| PROVIDED PASSAGE |
☆ ☆ ☆

The object-processing means may be configured for generating at
least one piece of personalized information for the object based on
at least the stored signature and on the at least one indication
and delivering the at least one piece of personalized information
to the device. The device-processing means may be furthermore
configured for carrying out at least one determination of the
signature based on at least the one piece of personalized
information and on the at least one indication and carrying out at
least one verification of the signature.
[0039] The device-processing means may comprise a generator
configured for generating the at least one indication during the
authentication. The generator may comprise a pseudo-random or
random numbers generator, with the at least one indication
comprising a pseudo-random or random number.
[0040] The device-processing means may be configured for
communicating to the object several different indications
associated with the object during an authentication of the object
by the device. The object-processing means may be configured for
generating several pieces of personalized information for the
object based on the stored signature and on the several different
indications, and delivering these pieces of personalized
information to the device. The device-processing means may be
furthermore configured for performing several determinations of the
signature (SGN) respectively using the several pieces of
personalized information and the corresponding indications.
[0041] The device-processing means may be configured for carrying
out a pre-verification of the equality of the signatures
determined, and in the case of equality, a verification of one of
the signatures determined. The device-processing means may be
configured for carrying out a verification of each of the
signatures determined.

☆ ☆ ☆

| SUPPLIED MATERIAL |
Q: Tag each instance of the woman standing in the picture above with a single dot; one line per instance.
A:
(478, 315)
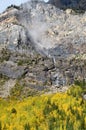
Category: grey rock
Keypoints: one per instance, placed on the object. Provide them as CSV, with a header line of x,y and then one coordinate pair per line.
x,y
43,28
13,71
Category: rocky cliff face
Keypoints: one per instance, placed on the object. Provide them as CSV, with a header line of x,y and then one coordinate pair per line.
x,y
46,46
75,4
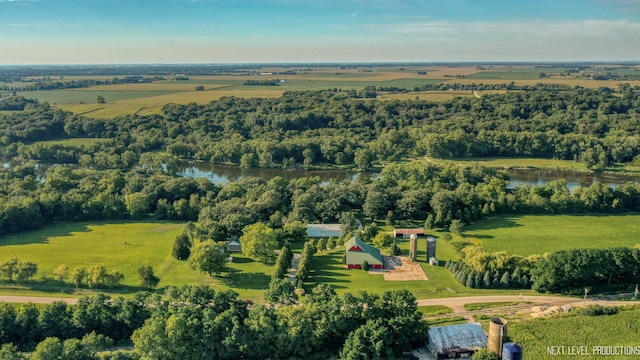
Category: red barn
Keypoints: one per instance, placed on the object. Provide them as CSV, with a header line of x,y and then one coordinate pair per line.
x,y
357,252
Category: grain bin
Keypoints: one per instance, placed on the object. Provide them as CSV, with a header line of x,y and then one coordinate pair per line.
x,y
497,334
511,351
431,248
413,249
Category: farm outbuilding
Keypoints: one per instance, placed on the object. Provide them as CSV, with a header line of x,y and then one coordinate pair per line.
x,y
405,233
324,230
234,246
456,341
357,252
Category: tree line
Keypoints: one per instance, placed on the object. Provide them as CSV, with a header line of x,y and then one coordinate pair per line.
x,y
195,322
32,196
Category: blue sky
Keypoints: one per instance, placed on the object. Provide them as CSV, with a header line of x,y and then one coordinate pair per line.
x,y
253,31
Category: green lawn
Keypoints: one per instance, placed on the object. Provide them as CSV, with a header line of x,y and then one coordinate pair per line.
x,y
330,269
103,243
537,234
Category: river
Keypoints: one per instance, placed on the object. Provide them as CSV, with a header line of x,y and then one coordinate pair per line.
x,y
222,174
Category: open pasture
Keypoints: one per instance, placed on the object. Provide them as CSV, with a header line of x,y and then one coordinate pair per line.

☆ ☆ ☆

| EXERCISE DIRECTIONS |
Please answer these questions using the authentication passage above.
(a) What kind of generator may the generator comprise?
(b) What does the object-processing means deliver to the device?
(c) If the pre-verification finds the determined signatures equal, what does the device-processing means then carry out?

| WRITTEN REPLY |
(a) A pseudo-random or random numbers generator.
(b) The personalized information generated for the object: at least one piece, or several pieces when several indications are used.
(c) A verification of one of the signatures determined.